◆ What this task involves ◆
According to the accounting notes below, what name did THO2 take in connection with the share exchange?

◆ Selected text ◆
---+---

December 31, 1996 and 1995
(1) Summary of Significant Accounting Policies and Other Information
(a) Nature and Development of Business
Golf-Technology Holding, Inc. (the Company), designs,
manufactures, and markets Snake Eyes /R/ golf clubs.
Snake Eyes /R/ are tour-quality golf clubs marketed to the
premium-priced segment of the golf equipment market.
The predecessor to the Company's operating subsidiary
Golf-Tec Holding, Inc. (Golf-Tec) was formed as a Florida
corporation in June 1993 under the name Golf-Tec, Inc. to
manufacture and market a line of golf clubs to be
developed by its sole stockholder and director. Golf-Tec
was formed as a Florida corporation in May 1994 to become
the parent company of Golf-Tec Inc., which was merged into
Golf-Tec in October 1994.
During the first quarter of 1995, Golf-Tec was acquired by
THO2 and Rare Metals Exploration, Inc., an Idaho
corporation incorporated in June 1963 (THO2), pursuant to
a voluntary share exchange effected between Golf-Tec's
stockholders and THO2 on a one-for-one share basis. THO2
changed its name to Golf-Technology Holding, Inc. in
connection with the share exchange. Subsequent to the
acquisition, the former shareholders of Golf-Tec have the
right to an ownership interest in 3,468,337 or 93%, of the
Company's outstanding shares of common stock immediately
following the exchange.

---+---

◆ Data segment ◆
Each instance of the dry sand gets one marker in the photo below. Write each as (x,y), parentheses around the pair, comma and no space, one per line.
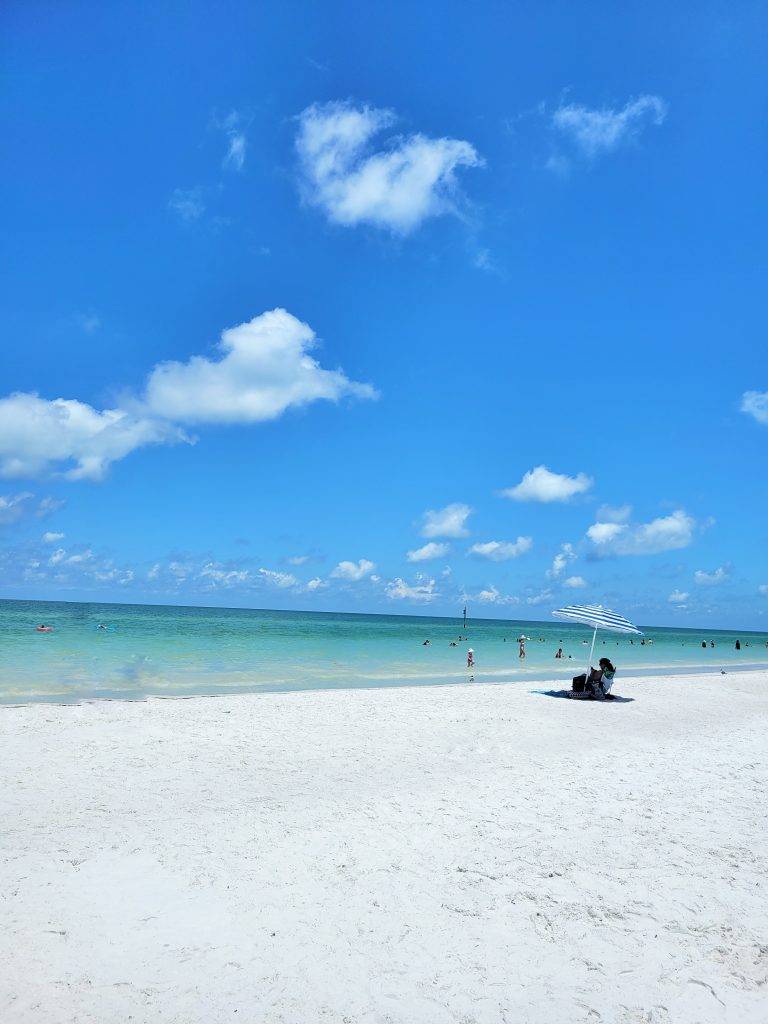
(456,854)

---+---

◆ Exercise result ◆
Golf-Technology Holding, Inc.